| DATA EXCERPTS |
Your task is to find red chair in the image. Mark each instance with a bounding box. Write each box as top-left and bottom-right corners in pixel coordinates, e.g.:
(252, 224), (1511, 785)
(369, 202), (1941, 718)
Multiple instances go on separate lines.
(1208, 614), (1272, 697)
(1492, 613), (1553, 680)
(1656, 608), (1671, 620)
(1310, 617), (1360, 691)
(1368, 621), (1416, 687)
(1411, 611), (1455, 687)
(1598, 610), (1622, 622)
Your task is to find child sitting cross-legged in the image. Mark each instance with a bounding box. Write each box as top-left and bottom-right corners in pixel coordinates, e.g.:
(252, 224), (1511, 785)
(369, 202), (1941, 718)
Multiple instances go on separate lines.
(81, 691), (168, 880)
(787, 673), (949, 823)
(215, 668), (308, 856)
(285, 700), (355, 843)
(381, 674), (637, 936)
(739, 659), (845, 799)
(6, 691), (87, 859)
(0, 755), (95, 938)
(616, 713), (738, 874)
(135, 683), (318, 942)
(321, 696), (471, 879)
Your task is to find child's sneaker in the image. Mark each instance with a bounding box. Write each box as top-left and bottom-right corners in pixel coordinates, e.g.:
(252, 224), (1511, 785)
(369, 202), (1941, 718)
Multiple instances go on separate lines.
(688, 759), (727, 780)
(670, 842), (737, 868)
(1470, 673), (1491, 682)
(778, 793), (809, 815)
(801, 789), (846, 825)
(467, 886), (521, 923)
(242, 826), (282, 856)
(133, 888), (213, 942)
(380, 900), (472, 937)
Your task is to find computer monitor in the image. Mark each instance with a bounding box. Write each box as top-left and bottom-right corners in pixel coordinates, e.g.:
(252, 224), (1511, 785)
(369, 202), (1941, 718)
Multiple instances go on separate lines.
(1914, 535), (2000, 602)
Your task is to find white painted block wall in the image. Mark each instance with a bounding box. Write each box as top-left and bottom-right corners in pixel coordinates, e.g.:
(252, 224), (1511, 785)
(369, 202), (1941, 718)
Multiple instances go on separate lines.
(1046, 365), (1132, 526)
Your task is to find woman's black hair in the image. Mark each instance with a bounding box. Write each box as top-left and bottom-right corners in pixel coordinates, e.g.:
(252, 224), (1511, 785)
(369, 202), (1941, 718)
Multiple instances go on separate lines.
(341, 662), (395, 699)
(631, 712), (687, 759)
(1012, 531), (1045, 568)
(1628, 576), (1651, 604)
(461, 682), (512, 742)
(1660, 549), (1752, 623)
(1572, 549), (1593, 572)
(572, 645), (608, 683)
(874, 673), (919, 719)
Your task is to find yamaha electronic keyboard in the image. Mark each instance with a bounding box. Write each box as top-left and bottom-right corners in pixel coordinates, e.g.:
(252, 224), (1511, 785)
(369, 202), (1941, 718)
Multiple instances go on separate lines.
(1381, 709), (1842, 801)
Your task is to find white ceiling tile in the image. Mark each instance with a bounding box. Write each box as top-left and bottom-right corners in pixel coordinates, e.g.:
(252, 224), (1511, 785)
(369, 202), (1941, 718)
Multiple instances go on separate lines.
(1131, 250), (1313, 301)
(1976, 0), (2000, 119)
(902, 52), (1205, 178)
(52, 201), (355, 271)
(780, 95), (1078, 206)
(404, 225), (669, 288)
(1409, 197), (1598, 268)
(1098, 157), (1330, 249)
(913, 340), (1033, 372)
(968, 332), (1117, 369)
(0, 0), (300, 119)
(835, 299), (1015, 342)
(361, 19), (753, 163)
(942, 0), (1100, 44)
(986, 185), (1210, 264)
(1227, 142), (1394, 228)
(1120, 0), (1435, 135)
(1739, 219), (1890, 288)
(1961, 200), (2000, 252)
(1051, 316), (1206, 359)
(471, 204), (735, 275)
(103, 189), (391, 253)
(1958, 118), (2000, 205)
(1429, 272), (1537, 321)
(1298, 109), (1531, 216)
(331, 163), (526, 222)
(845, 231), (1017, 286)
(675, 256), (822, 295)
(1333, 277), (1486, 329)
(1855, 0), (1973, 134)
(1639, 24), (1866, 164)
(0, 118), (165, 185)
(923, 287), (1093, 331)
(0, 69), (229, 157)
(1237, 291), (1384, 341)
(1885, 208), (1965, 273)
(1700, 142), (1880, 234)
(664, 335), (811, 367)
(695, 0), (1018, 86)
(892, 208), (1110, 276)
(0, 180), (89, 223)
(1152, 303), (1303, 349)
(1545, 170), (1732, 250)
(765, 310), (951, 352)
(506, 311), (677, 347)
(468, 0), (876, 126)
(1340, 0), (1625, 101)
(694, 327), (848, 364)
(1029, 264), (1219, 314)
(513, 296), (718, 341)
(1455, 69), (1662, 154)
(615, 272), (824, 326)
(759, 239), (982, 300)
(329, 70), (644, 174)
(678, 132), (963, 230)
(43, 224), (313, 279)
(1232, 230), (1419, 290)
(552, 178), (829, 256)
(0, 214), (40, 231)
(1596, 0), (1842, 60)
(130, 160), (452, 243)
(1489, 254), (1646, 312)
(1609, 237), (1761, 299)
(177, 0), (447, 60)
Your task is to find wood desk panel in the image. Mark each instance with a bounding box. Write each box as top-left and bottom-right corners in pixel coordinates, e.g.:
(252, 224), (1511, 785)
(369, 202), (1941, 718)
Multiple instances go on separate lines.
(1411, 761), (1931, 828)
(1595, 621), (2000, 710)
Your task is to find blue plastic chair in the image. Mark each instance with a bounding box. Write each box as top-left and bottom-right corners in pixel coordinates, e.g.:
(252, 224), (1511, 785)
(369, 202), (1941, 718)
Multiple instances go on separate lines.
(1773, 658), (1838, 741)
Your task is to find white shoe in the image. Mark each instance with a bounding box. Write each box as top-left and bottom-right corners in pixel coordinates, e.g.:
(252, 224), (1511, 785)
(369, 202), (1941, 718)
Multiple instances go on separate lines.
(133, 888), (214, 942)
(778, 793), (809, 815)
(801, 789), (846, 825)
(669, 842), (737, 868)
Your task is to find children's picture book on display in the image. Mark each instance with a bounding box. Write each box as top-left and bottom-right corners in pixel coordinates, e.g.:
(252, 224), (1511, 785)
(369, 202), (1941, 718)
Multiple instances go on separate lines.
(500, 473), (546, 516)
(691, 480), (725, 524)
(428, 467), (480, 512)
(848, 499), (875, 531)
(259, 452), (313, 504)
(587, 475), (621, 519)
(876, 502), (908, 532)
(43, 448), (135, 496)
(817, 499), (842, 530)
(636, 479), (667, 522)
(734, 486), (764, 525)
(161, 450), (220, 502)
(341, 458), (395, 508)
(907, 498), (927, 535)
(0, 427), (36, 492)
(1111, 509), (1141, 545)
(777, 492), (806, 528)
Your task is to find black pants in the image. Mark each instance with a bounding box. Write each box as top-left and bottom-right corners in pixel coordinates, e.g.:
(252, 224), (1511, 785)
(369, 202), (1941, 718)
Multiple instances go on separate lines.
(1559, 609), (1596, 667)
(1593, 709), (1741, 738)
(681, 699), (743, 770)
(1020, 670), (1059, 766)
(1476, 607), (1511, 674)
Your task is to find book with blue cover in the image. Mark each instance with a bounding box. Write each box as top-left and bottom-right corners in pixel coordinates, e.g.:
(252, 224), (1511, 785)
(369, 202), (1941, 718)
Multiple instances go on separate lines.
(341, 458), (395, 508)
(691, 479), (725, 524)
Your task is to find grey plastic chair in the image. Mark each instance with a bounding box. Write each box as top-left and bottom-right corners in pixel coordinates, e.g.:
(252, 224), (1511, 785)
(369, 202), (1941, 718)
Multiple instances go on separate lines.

| EXERCISE DESCRIPTION |
A word-for-word restatement of all the records is required.

| OUTPUT BELOW |
Your task is to find red chair in the image. Mark each instance with a bounding box. Write each box as top-left and bottom-right corners in pixel coordinates, e.g.:
(252, 224), (1511, 785)
(369, 202), (1941, 718)
Multiple instances go on separate lines.
(1208, 614), (1272, 697)
(1492, 613), (1553, 680)
(1656, 608), (1671, 620)
(1310, 617), (1360, 691)
(1368, 621), (1416, 687)
(1411, 611), (1455, 687)
(1598, 610), (1622, 622)
Your task is to find child sitting cross-legged in the image. Mark each instance with a bounding box. Write each box as top-left and bottom-right corners in pixel coordinates, e.g.:
(252, 224), (1511, 785)
(369, 202), (1941, 718)
Multiple instances go on separate lines.
(81, 691), (168, 880)
(787, 673), (949, 823)
(215, 668), (308, 856)
(285, 700), (355, 843)
(381, 674), (637, 936)
(739, 659), (845, 799)
(6, 691), (87, 859)
(0, 755), (95, 938)
(616, 713), (738, 874)
(135, 683), (318, 942)
(321, 696), (471, 879)
Your task is to find child's sneaker in the image. Mark each instance with a bounding box. Write each box as top-left and bottom-right corners in pixel coordinates, e.g.:
(252, 224), (1511, 785)
(369, 202), (1941, 718)
Multiple instances go on separate lines.
(688, 759), (727, 780)
(670, 842), (737, 868)
(1470, 673), (1491, 682)
(778, 793), (809, 815)
(801, 789), (846, 825)
(467, 886), (521, 923)
(242, 826), (282, 856)
(133, 888), (213, 942)
(380, 900), (472, 937)
Your task is to find computer monitor in the image. Mark each instance with a bounding box. Write each box as top-left and bottom-right corners in pixel coordinates, e.g.:
(252, 224), (1511, 785)
(369, 202), (1941, 718)
Multiple instances go on separate lines.
(1914, 535), (2000, 602)
Your task is to find white painted block wall in the image. Mark each instance with a bounding box. Write each box as top-left and bottom-right corners in pixel coordinates, e.g.:
(252, 224), (1511, 785)
(369, 202), (1941, 718)
Multiple instances go on separate lines.
(1046, 365), (1132, 526)
Your task is to find woman's black hair in the image. Mark each instance with a bounding box. Write each box as top-left and bottom-right corners in pixel coordinates, e.g.:
(252, 224), (1511, 785)
(369, 202), (1941, 718)
Multiple instances go on separate lines.
(341, 662), (395, 699)
(631, 712), (687, 759)
(1012, 531), (1045, 568)
(1628, 576), (1651, 604)
(461, 682), (512, 742)
(1660, 549), (1752, 623)
(1572, 549), (1593, 572)
(572, 645), (608, 683)
(874, 673), (919, 719)
Your task is to find yamaha electronic keyboard in the image. Mark each instance with a bounding box. Write each box as top-left and bottom-right corners in pixel coordinates, e.g.:
(252, 224), (1511, 785)
(369, 202), (1941, 718)
Multiple instances go on separate lines.
(1381, 709), (1842, 801)
Your task is to find white ceiling tile in the image. Mark each instance with a bounding box. Write each box as top-left and bottom-right corners in pixel coordinates, e.g.:
(252, 224), (1511, 785)
(369, 202), (1941, 718)
Multiple instances go on separate lines.
(1131, 250), (1313, 301)
(1976, 0), (2000, 119)
(902, 52), (1205, 178)
(52, 201), (355, 271)
(780, 95), (1078, 206)
(404, 225), (669, 288)
(1409, 197), (1598, 268)
(1098, 157), (1330, 249)
(913, 340), (1033, 372)
(968, 332), (1117, 369)
(0, 0), (300, 119)
(835, 299), (1015, 342)
(361, 19), (753, 163)
(942, 0), (1100, 44)
(986, 185), (1210, 264)
(1227, 142), (1394, 228)
(1120, 0), (1435, 135)
(1739, 219), (1890, 288)
(1961, 200), (2000, 252)
(1051, 316), (1206, 359)
(471, 204), (735, 275)
(103, 189), (391, 253)
(1958, 118), (2000, 205)
(1429, 272), (1537, 321)
(1298, 109), (1531, 216)
(331, 163), (526, 222)
(845, 231), (1017, 286)
(675, 256), (822, 295)
(1333, 277), (1486, 329)
(1855, 0), (1973, 134)
(1639, 24), (1866, 164)
(0, 118), (165, 185)
(923, 287), (1093, 331)
(0, 69), (229, 157)
(1237, 291), (1384, 341)
(1885, 208), (1965, 273)
(1700, 142), (1880, 234)
(664, 335), (811, 367)
(695, 0), (1018, 86)
(892, 208), (1110, 276)
(0, 180), (89, 223)
(1152, 303), (1303, 349)
(1545, 170), (1732, 250)
(765, 310), (951, 352)
(506, 311), (677, 347)
(468, 0), (876, 126)
(1340, 0), (1625, 101)
(694, 327), (848, 364)
(1029, 264), (1219, 314)
(513, 296), (718, 341)
(1455, 69), (1662, 154)
(615, 272), (824, 326)
(759, 239), (982, 300)
(329, 70), (644, 174)
(678, 132), (963, 230)
(43, 224), (313, 279)
(1232, 230), (1419, 290)
(552, 178), (829, 256)
(0, 214), (40, 231)
(1596, 0), (1842, 60)
(130, 160), (452, 243)
(1489, 254), (1646, 312)
(1609, 237), (1761, 299)
(177, 0), (447, 60)
Your task is to find wood desk panel in the image. Mark each instance with a bounding box. Write each box as top-left and bottom-right corners in pixel coordinates, e.g.:
(252, 224), (1511, 785)
(369, 202), (1941, 718)
Multiple instances go on separate lines.
(1411, 761), (1931, 828)
(1595, 621), (2000, 710)
Your task is to find blue plastic chair in the image. Mark each instance with a bounding box. Write each box as top-left and bottom-right corners in pixel coordinates, e.g.:
(252, 224), (1511, 785)
(369, 202), (1941, 718)
Multiple instances go on separate lines.
(1773, 658), (1838, 741)
Your task is to find white shoe in the image. Mark each instance with a bounding box. Write each box as top-left and bottom-right corners in pixel coordinates, e.g.:
(252, 224), (1511, 785)
(369, 202), (1941, 718)
Multiple instances go on separate lines.
(133, 888), (214, 942)
(778, 793), (809, 815)
(801, 789), (846, 825)
(669, 842), (737, 868)
Your task is to find children's picture book on display in the image. Mark each instance with a bounding box. Write each box as top-left and bottom-right corners in pixel coordinates, e.g.:
(252, 224), (1511, 785)
(369, 202), (1941, 718)
Multiple instances go on separate lines.
(500, 473), (546, 516)
(691, 480), (725, 524)
(428, 467), (480, 512)
(848, 499), (875, 531)
(259, 452), (313, 504)
(587, 475), (621, 519)
(876, 502), (908, 532)
(43, 448), (135, 496)
(817, 499), (842, 530)
(636, 479), (667, 522)
(734, 486), (764, 525)
(161, 450), (220, 502)
(341, 458), (395, 508)
(907, 498), (927, 535)
(0, 427), (36, 492)
(1111, 509), (1141, 545)
(777, 492), (806, 528)
Your task is to find black pants in the image. Mark each instance with a bounding box. Write each box as top-left and bottom-right corners in pixel coordinates, e.g.:
(252, 224), (1511, 785)
(369, 202), (1941, 718)
Multiple instances go on separate lines.
(1559, 609), (1596, 667)
(1593, 709), (1741, 738)
(681, 699), (743, 770)
(1020, 670), (1059, 766)
(1476, 607), (1511, 674)
Your task is to find book with blue cover in the image. Mark each instance with a bounding box. Write each box as top-left and bottom-right corners in pixel coordinates, e.g.:
(252, 224), (1511, 785)
(369, 202), (1941, 718)
Multiple instances go on separate lines.
(341, 458), (395, 508)
(691, 479), (725, 524)
Your task is to find grey plastic chair in the image. Mark each instance with a bounding box. Write each box as top-left and bottom-right corners in pixel coordinates, e.g.:
(252, 224), (1511, 785)
(369, 202), (1941, 718)
Multiple instances go on separate lines.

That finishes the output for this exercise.